What is required —
Once a line is found to contain "below", copy it out of the listing.

Exercise inputs —
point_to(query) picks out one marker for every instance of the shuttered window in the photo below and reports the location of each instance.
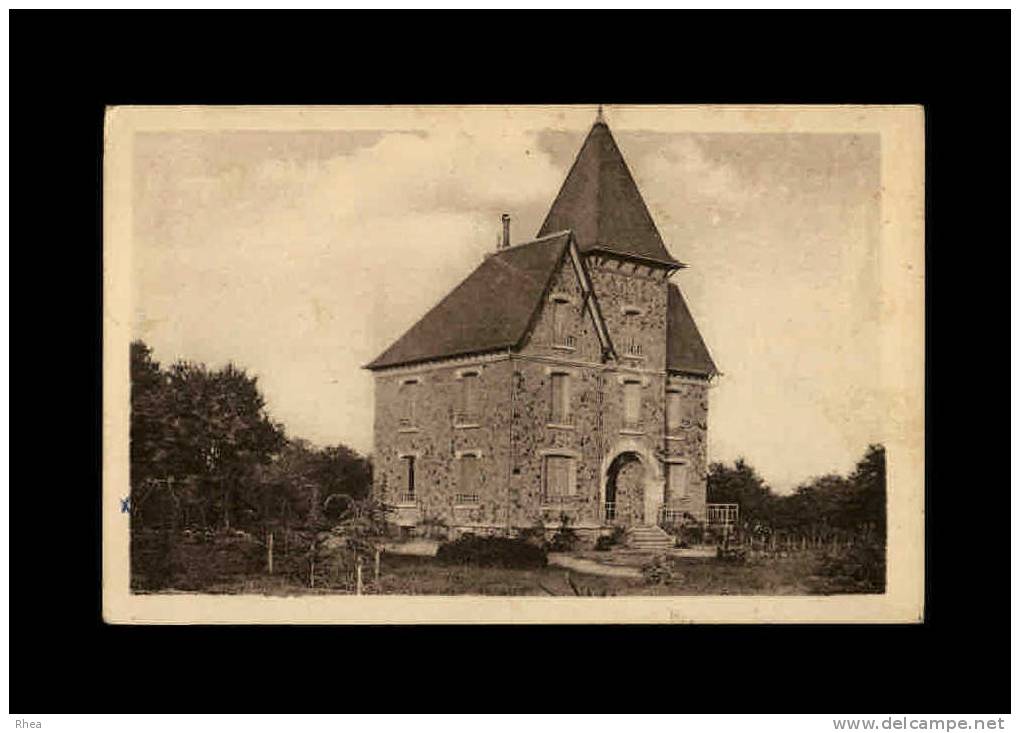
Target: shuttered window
(560, 399)
(561, 323)
(468, 483)
(677, 480)
(673, 410)
(467, 409)
(408, 403)
(559, 476)
(408, 478)
(631, 404)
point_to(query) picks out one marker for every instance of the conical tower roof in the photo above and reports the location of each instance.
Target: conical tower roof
(601, 204)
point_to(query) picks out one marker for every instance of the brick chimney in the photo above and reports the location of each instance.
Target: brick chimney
(505, 243)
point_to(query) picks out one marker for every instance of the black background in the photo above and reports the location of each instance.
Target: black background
(65, 66)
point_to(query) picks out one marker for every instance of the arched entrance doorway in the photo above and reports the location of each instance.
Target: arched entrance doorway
(624, 495)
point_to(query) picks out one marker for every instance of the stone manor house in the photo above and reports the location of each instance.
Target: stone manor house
(563, 376)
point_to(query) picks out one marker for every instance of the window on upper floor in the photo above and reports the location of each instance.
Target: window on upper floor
(467, 406)
(559, 412)
(562, 336)
(631, 342)
(677, 480)
(674, 415)
(559, 476)
(631, 404)
(409, 466)
(467, 479)
(408, 403)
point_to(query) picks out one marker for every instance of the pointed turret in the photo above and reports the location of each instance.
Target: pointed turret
(601, 204)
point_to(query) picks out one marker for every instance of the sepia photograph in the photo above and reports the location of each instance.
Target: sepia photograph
(536, 364)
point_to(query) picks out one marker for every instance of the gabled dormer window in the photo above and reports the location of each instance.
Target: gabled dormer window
(562, 335)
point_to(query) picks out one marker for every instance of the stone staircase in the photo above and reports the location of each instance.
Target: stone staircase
(649, 539)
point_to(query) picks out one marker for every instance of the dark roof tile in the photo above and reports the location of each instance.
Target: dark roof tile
(601, 204)
(491, 309)
(685, 350)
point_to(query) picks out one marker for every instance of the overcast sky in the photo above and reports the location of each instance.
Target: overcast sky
(301, 256)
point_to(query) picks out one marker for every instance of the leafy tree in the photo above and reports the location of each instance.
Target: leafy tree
(741, 484)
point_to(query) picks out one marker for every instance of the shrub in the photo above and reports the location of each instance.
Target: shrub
(606, 542)
(861, 569)
(534, 534)
(565, 539)
(492, 553)
(659, 571)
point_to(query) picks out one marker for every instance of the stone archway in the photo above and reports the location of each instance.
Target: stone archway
(631, 486)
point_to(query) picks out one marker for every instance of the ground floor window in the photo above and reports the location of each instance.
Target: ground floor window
(560, 476)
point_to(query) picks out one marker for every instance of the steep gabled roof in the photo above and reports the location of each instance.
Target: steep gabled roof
(685, 350)
(491, 309)
(601, 204)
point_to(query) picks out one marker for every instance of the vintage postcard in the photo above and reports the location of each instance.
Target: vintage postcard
(534, 364)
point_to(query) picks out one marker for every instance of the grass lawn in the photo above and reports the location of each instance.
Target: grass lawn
(410, 575)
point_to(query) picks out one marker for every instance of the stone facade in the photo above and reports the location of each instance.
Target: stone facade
(513, 429)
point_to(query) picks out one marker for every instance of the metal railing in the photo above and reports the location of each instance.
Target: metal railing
(670, 515)
(722, 514)
(633, 349)
(609, 511)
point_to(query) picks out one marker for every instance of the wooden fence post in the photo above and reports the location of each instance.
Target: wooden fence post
(311, 566)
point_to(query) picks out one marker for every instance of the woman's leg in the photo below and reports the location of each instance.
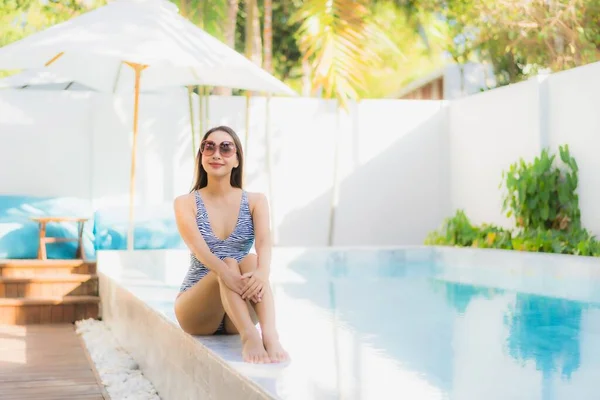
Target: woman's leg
(237, 312)
(265, 310)
(199, 309)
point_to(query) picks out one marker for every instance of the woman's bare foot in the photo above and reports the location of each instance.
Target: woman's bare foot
(253, 350)
(274, 348)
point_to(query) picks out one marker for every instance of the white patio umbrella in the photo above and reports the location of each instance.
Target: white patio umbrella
(130, 43)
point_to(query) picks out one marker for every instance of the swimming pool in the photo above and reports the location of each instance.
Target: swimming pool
(421, 323)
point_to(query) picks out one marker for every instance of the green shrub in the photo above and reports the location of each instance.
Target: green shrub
(542, 194)
(542, 198)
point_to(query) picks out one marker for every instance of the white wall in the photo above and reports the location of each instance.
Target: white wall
(45, 143)
(373, 175)
(403, 165)
(491, 130)
(573, 119)
(488, 132)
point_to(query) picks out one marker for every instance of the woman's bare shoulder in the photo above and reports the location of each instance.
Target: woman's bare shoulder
(184, 202)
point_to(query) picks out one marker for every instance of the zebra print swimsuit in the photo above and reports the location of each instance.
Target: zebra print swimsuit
(236, 246)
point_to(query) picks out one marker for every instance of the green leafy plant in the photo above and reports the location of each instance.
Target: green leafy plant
(542, 194)
(542, 198)
(459, 231)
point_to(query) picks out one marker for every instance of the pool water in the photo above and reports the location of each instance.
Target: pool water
(391, 331)
(415, 324)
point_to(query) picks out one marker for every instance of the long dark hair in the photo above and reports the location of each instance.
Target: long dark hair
(201, 178)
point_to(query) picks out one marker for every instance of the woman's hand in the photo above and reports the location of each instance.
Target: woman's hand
(233, 281)
(255, 285)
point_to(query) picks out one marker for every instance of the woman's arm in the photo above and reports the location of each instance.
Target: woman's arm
(262, 232)
(188, 229)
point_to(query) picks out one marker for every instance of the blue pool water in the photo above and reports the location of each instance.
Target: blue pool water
(377, 325)
(403, 330)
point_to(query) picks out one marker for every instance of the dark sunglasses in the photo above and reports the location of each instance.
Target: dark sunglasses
(226, 148)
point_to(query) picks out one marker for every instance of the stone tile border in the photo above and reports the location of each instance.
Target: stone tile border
(178, 365)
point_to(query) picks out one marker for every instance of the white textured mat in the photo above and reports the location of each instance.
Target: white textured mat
(118, 371)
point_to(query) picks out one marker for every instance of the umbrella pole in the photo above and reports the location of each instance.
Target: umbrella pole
(137, 68)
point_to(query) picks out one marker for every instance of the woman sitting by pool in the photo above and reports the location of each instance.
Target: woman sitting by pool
(226, 289)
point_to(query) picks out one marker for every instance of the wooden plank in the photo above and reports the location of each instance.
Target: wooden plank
(46, 362)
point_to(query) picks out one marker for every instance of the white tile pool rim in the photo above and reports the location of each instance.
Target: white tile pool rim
(181, 367)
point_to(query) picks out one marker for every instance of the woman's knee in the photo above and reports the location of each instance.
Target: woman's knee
(249, 263)
(232, 264)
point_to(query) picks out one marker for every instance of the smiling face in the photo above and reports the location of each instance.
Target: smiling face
(220, 155)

Written answer —
point_to(query) picks out one marker for every instance of the shuttered window in the photo below and reports the location of each instance.
point_to(query) picks out one marker for every instance of the woman's leg in the photo below and reports the location of each instance.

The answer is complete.